Below are records to be transcribed exactly; any pictures should be left out.

** Materials provided follows **

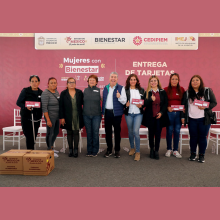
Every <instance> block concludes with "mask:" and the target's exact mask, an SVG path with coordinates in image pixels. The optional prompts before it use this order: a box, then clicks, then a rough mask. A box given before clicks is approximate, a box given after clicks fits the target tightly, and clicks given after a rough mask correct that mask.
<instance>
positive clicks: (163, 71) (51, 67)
mask: <svg viewBox="0 0 220 220" xmlns="http://www.w3.org/2000/svg"><path fill="white" fill-rule="evenodd" d="M34 40H35V39H34V38H33V37H32V38H31V37H22V38H18V37H17V38H16V37H10V38H7V37H0V51H1V53H0V74H1V80H0V88H1V98H0V99H1V114H0V132H1V133H0V134H1V135H2V128H3V127H6V126H12V125H13V124H14V121H13V113H14V109H19V107H18V106H16V101H17V98H18V96H19V94H20V92H21V90H22V89H23V88H24V87H28V86H30V84H29V77H30V75H38V76H39V77H40V86H39V87H40V88H41V89H42V90H45V89H46V88H47V82H48V78H50V77H52V76H54V77H55V78H56V79H57V81H58V88H57V89H58V92H59V93H60V92H61V91H63V90H64V89H66V80H67V78H68V77H74V78H75V79H76V87H77V88H78V89H81V90H84V88H86V87H87V86H88V83H87V78H88V76H89V75H91V74H96V75H97V76H98V80H99V82H98V85H97V86H98V87H99V88H101V90H103V88H104V86H105V85H107V84H108V83H109V75H110V73H111V72H112V71H116V72H117V73H118V74H119V77H118V83H119V84H120V85H123V86H124V85H125V81H126V79H127V77H128V76H129V74H131V73H135V74H137V75H138V77H139V79H140V82H141V86H142V87H143V88H144V89H146V88H147V84H148V80H149V77H150V76H152V75H157V76H158V77H159V79H160V81H161V84H162V87H163V88H164V87H166V86H168V83H169V77H170V74H171V73H174V72H176V73H179V75H180V80H181V81H180V85H181V86H183V87H184V88H185V89H187V88H188V85H189V81H190V79H191V77H192V76H193V75H194V74H198V75H200V76H201V77H202V78H203V80H204V83H205V86H206V87H211V88H212V89H213V91H214V93H215V95H216V98H217V102H218V103H220V96H219V94H220V87H219V80H218V78H219V76H218V75H219V74H218V71H219V69H220V62H219V57H220V38H218V37H216V38H206V37H203V38H199V49H198V50H35V48H34ZM219 106H220V105H217V107H216V108H215V109H214V110H218V109H219V110H220V108H219ZM60 134H61V132H60ZM164 134H165V129H164V131H163V133H162V137H165V136H164ZM85 135H86V133H85V129H84V130H83V136H85ZM121 135H122V137H123V138H127V137H128V130H127V125H126V122H125V119H124V116H123V119H122V131H121Z"/></svg>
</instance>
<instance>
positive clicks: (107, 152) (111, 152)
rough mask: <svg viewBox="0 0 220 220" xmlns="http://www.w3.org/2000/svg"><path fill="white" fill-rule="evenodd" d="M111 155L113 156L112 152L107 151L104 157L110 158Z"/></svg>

** End of Materials provided **

- **Written solution**:
Every <instance> block concludes with "mask:" and the target's exact mask, an SVG path with coordinates in image pixels. The optional prompts before it use this order: a box, then clicks, then a rough mask. A box given before clicks is approximate, a box given after clicks fits the target tightly, and clicks given after a rough mask correct that mask.
<instance>
positive clicks: (163, 71) (51, 67)
mask: <svg viewBox="0 0 220 220" xmlns="http://www.w3.org/2000/svg"><path fill="white" fill-rule="evenodd" d="M34 40H35V39H34V38H33V37H32V38H31V37H22V38H18V37H17V38H16V37H10V38H7V37H0V51H1V53H0V74H1V80H0V88H1V98H0V99H1V114H0V132H1V133H0V134H1V135H2V128H3V127H6V126H12V125H13V124H14V121H13V113H14V109H19V107H18V106H16V101H17V98H18V96H19V94H20V92H21V90H22V89H23V88H24V87H28V86H30V84H29V77H30V75H38V76H39V77H40V86H39V87H40V88H41V89H42V90H45V89H46V88H47V82H48V78H50V77H52V76H54V77H55V78H56V79H57V81H58V88H57V89H58V92H59V93H60V92H61V91H63V90H64V89H66V80H67V78H68V77H74V78H75V79H76V87H77V88H78V89H81V90H84V88H86V87H87V86H88V83H87V78H88V76H89V75H91V74H96V75H97V76H98V80H99V82H98V85H97V86H98V87H99V88H101V90H103V88H104V86H105V85H107V84H108V83H109V75H110V73H111V72H112V71H116V72H117V73H118V74H119V77H118V83H119V84H120V85H123V86H124V85H125V81H126V79H127V77H128V76H129V74H131V73H135V74H137V75H138V77H139V79H140V82H141V86H142V87H143V88H144V89H146V88H147V84H148V80H149V77H150V76H152V75H157V76H158V77H159V79H160V81H161V84H162V87H163V88H164V87H166V86H168V83H169V77H170V74H171V73H174V72H176V73H179V75H180V80H181V81H180V85H181V86H183V87H184V88H185V89H187V88H188V85H189V81H190V79H191V77H192V76H193V75H194V74H198V75H200V76H201V77H202V78H203V80H204V83H205V86H206V87H211V88H212V89H213V91H214V93H215V95H216V98H217V102H218V103H220V96H219V94H220V87H219V80H218V78H219V76H218V75H219V74H218V71H219V69H220V62H219V57H220V38H218V37H216V38H206V37H203V38H199V49H198V50H35V48H34ZM219 106H220V105H217V107H216V108H215V109H214V110H218V109H219V110H220V108H219ZM60 134H61V132H60ZM164 134H165V129H164V131H163V133H162V137H165V136H164ZM85 135H86V133H85V129H84V130H83V136H85ZM121 135H122V137H123V138H127V137H128V130H127V125H126V122H125V119H124V116H123V119H122V131H121Z"/></svg>
</instance>
<instance>
positive clicks: (107, 152) (111, 152)
rough mask: <svg viewBox="0 0 220 220" xmlns="http://www.w3.org/2000/svg"><path fill="white" fill-rule="evenodd" d="M111 155L113 156L112 152L107 151L104 157L110 158Z"/></svg>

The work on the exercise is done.